» **OBJECTIF 1**: Indiquez, s’il vous plaît, si chacune des affirmations suivantes concorde avec l’homélie. Répondez par oui ou par non, puis citez à l’identique les mots décisifs du texte. (a) L’homélie invite à découvrir les péchés des voisins. (b) La confession des péchés les uns aux autres suppose une vie de prière liturgique et commune. (c) Ces conseils sont donnés avant le temps de la Pâque.
» **OBJECTIF 2**: Dans l’homélie, quel apôtre est cité au sujet de la confession des péchés ?

» **DOCUMENT**:
══════════════════════════════

Ce cheminement vers le Nom, vers la connaissance intime et unique de nous-mêmes, qui est donnée par Dieu, passe par ces petits évènements là. Ces évènements peuvent passer inaperçus car on cherche souvent très loin ce qu’on a sous la main. Le levain que la femme a déposé dans la pâte est celui-là ! C’est celui de la vision progressive et certaine de ce que l’on peut trouver dans l’inventaire d’une Église, qui a une suffisante vitalité pour pouvoir être vécue par tous ceux qui viennent, et qui n’installent pas uniquement une sorte de monde un peu social, mais qui recherchent à travers des rites le dégagement de ce qui est unique en chaque être.

Mes Amis! Sachez simplement une chose : l’Église, et je sais que vous y êtes tous attachés, peut être quelque chose ou plutôt quelqu’un d’excessivement rude à vivre. Quelquefois même, nous avons envie de partir en disant : au fond, ce n’est pas mieux qu’ailleurs, et quelquefois pire, car les sentiments montent avec puissance ! Mais franchissez le rideau en saisissant un ou deux de ces détails, soit de la prière, soit de la vie spirituelle, soit de la vie personnelle ou soit, simplement, de l’entretien matériel du Temple et vous verrez que va commencer à grandir cet arbre du Royaume, dans lequel chacun d’entre nous peut être considéré comme l’arbre lui-même.

Voilà mes quelques conseils, si vous les acceptez, avant que nous n’entrions dans le temps de la Pâque. Une chose que tous peuvent accomplir, et qui me paraît indispensable pour clore ce chapitre : prenez l’habitude de commencer à confesser, comme dit l’Apôtre Paul, les péchés. Cela peut se faire d’une manière simple : n’allez pas découvrir les péchés des voisins, mais n’ayez pas peur d’être découverts car l’Esprit de Dieu voit à l’intérieur de vous-même. Alors, un des instruments de la confession des péchés les uns aux autres, est de se présenter tel qu’on est, sans fard et sans forfanterie non plus, les uns devant les autres ; ceci est possible à une condition : qu’il y ait une vie de prière liturgique et commune. C’est ce que, grâce à Dieu, nous avons un petit peu.

Mes amis, prions et menons la vie quotidienne – comme on dit à notre époque : la vie existentielle -, avec l’attention aux détails et l’attention les uns aux autres, ce qui nous permettra d’acquérir la présence de l’Esprit de Dieu à qui soit Honneur et Gloire aux siècles des siècles, Amen !

Homélie

Au nom du Père, du Fils et du Saint-Esprit.

══════════════════════════════

» **EXTRAIT DES DONNÉES**:
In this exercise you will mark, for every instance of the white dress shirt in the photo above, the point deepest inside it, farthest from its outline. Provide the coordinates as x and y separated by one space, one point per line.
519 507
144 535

══════════════════════════════

» **RÉPONSE COMPLÈTE 1**:
(a) Non : « n’allez pas découvrir les péchés des voisins »
(b) Oui : « ceci est possible à une condition : qu’il y ait une vie de prière liturgique et commune »
(c) Oui : « avant que nous n’entrions dans le temps de la Pâque »

» **RÉPONSE COMPLÈTE 2**: L’Apôtre Paul.